> _WHAT THIS EXERCISE ASKS_:
1) Extract the part of the article on Japan's proposed crypto and stock tax breaks starting with "Japanese financial watchdog" and going on through "businesses and stocks.".
2) According to the article on Japan's proposed crypto and stock tax breaks, what is the name of Prime Minister Fumio Kishida's new growth plan?
3) Continue the article on Japan's proposed crypto and stock tax breaks from the point where it stops.

> _EXTRACT_:
Investing

Japan’s FSA Proposes Tax Breaks for Investors as Country’s Cash Savings Hit $14.5T

Japanese financial watchdog suggested easing corporate tax rules for crypto and individual stock investors to accelerate the growth of Japan’s economy, Bloomberg reports. The move also aims to encourage the Japanese people to invest the $14.5 trillion they hold in cash and deposits into local Web3 businesses and stocks.

Japan Could Exempt Investors From Taxes on Crypto They Hold After Issuing Them

The Financial Services Agency (FSA), Japan’s top financial regulator, proposed tax breaks for crypto assets and equities. The proposal seeks to support Prime Minister Fumio Kishida’s attempts to facilitate the growth of Japan’s economy.

More specifically, the FSA suggested that companies should stop paying taxes for paper gains on cryptocurrencies that they hold after launching them. Furthermore, the financial watchdog also suggested tax breaks for individual investors.

The move comes as the FSA seeks to support Kishida’s new growth plan dubbed “New Capitalism”. As a part of this vision, Kishida has promised to double the wealth of Japanese households and spur the growth of local Web3 companies.

In addition, the FSA also believes that tax breaks could encourage individual investors in the country to utilize their savings in a more productive manner by investing them in stocks and local businesses. According to the Bank of Japan, the country’s households hold about 2 quadrillion yen ($14.5 trillion) in non-productive assets such as cash and deposits.

> _INPUT DATA_:
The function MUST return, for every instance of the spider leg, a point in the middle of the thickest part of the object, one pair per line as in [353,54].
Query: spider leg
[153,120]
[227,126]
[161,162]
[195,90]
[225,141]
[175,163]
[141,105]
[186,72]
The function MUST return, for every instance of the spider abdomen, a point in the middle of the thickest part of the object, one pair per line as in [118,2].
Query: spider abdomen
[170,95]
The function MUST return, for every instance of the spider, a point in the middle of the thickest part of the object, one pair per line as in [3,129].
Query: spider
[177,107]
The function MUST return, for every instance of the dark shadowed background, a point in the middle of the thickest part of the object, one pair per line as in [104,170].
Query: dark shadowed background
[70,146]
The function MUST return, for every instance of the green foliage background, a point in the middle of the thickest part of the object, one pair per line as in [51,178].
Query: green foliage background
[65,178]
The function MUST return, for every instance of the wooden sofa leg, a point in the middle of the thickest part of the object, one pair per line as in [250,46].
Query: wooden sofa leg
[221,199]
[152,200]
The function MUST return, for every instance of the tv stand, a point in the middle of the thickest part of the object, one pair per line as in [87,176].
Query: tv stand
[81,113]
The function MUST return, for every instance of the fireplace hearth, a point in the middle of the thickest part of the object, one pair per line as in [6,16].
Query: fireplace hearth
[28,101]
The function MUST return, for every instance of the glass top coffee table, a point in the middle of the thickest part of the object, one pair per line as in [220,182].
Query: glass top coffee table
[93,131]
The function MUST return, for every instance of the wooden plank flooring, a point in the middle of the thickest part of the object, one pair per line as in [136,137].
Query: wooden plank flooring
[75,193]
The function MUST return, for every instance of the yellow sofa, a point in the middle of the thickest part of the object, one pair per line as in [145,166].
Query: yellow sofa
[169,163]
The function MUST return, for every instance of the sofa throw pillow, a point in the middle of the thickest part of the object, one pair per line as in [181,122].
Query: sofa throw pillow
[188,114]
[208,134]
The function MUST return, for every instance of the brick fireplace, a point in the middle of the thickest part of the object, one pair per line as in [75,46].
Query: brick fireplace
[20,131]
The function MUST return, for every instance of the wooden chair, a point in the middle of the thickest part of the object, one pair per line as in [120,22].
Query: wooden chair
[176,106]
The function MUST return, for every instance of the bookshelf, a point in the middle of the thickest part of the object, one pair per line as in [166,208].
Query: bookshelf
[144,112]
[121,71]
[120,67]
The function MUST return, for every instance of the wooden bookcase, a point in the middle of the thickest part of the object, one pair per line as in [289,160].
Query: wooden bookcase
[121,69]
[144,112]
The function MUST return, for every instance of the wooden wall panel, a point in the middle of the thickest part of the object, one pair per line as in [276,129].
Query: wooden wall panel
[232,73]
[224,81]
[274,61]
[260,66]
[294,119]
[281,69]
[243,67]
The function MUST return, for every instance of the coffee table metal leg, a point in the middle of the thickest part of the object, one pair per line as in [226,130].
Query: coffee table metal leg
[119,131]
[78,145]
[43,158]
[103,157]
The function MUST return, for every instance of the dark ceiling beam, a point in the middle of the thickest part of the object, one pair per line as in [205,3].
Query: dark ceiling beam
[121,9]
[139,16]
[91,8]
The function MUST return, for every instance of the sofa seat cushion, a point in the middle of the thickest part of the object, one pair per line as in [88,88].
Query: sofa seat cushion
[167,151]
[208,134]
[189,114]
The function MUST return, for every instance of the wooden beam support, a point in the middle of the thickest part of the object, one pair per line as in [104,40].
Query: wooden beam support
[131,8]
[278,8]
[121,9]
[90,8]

> _ANSWERS FOR THE TASKS_:
1)
Japanese financial watchdog suggested easing corporate tax rules for crypto and individual stock investors to accelerate the growth of Japan’s economy, Bloomberg reports. The move also aims to encourage the Japanese people to invest the $14.5 trillion they hold in cash and deposits into local Web3 businesses and stocks.

2) "New Capitalism"

3)
Earlier this year it was reported that Japanese people held $17 trillion in financial assets as of December last year, half of which was accumulated in cash and deposits, data shows. This was mainly due to the effects of the coronavirus pandemic, which kept consumers at home and curbed spending.

Crypto Activists Call For Tax Changes in Japan

The FSA’s new tax break proposal comes after requests by crypto lobbyists, who have been calling for changes to high corporate taxes which make it difficult to launch and grow crypto projects in Japan. As a result, numerous companies relocated to Singapore and other more crypto-friendly countries.

At the moment, “profit from cryptocurrency holdings, including unrealized gains, is subject to corporate tax of about 30%,” according to Bloomberg. Last week, the Tokenist reported that Japanese lawmakers are looking to review tax rules for crypto startups from 2023 and tax them only when they turn a profit.

Similarly, Japan’s neighbor South Korea also delayed taxation on cryptocurrencies by two more years to 2025 last month. The postponement came just months after S. Korea elected a new, crypto-friendly president, Yoon Suk-yeol.